_PASSAGE SHOWN:_
*** Begin section ***

Angus Deaton wins Nobel economics prize for work on poverty

Friday, October 9, 2015, Vol. 39, No. 41

STOCKHOLM (AP) — Angus Deaton of Princeton University won the Nobel prize in economics Monday for improving understanding of poverty and how people in poor countries respond to changes in economic policy.

Deaton, 69, won the 8 million Swedish kronor (about $975,000) prize from the Royal Swedish Academy of Sciences for work that the award committee said has had "immense importance for human welfare, not least in poor countries."

The secretary of the award committee, Torsten Persson, said Deaton's research has "shown other researchers and international organizations like the World Bank how to go about understanding poverty at the very basic level."

Persson praised Deaton's work for illustrating how individual behavior affects a broader economy and demonstrating that "we cannot understand the whole without understanding what is happening in the miniature economy of our daily choices."

Deaton, who was born in Edinburgh, Scotland, and holds U.S. and British dual citizenship, said he was delighted to have won the prize and was pleased that the committee had awarded research that concerns the world's poor.

"Thinking about numbers hard is one of the things I think is really important," Deaton told The Associated Press.

Speaking to reporters by phone from Princeton, Deaton said that he expects extreme poverty in the world to continue to decline but that he isn't "blindly optimistic."

There are still "tremendous health problems among adults and children in India, where there has been a lot of progress," Deaton said. He said half the children in India are "still malnourished" and "for many people in the world, things are very bad indeed."

The prize committee noted that Deaton's work revolves around three questions:

— How do consumers distribute their spending among different goods?

— How much of society's income is spent, and how much is saved?

— How do we best measure and analyze welfare and poverty?

"He's an economist's economist," said Dani Rodrik, a Harvard economist.

*** End section ***

Referring expression listing

*** Begin section ***

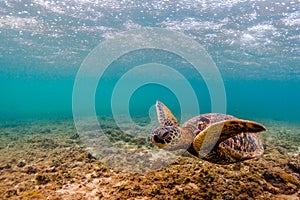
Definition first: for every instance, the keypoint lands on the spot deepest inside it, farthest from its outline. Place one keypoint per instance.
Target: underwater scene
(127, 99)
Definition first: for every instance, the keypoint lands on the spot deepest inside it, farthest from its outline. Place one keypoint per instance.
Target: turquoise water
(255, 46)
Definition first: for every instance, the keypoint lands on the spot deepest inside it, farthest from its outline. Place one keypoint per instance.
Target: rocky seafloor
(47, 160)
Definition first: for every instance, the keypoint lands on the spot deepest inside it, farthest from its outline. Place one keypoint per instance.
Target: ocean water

*** End section ***
*** Begin section ***

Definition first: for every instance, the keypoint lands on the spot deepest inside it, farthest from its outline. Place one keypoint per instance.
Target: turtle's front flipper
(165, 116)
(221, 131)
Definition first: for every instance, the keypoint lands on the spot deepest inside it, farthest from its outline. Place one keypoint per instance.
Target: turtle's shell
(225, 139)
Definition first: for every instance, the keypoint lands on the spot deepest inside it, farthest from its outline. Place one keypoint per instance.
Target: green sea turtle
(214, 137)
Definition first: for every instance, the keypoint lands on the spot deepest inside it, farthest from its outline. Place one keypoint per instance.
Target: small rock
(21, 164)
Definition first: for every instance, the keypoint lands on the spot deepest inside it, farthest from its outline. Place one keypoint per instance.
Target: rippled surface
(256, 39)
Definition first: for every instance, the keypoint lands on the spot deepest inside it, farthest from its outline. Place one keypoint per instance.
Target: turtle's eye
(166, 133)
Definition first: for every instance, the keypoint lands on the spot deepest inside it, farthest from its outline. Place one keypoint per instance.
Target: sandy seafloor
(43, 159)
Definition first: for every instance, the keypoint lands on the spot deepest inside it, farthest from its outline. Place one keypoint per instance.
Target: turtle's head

*** End section ***

_REQUIRED WORK:_
Put this sentence from the article on Angus Deaton's Nobel prize into Spanish: "Thinking about numbers hard is one of the things I think is really important," Deaton told The Associated Press.

_YOUR SOLUTION:_
"Pensar a fondo en los números es una de las cosas que creo que son realmente importantes", le dijo Deaton a The Associated Press.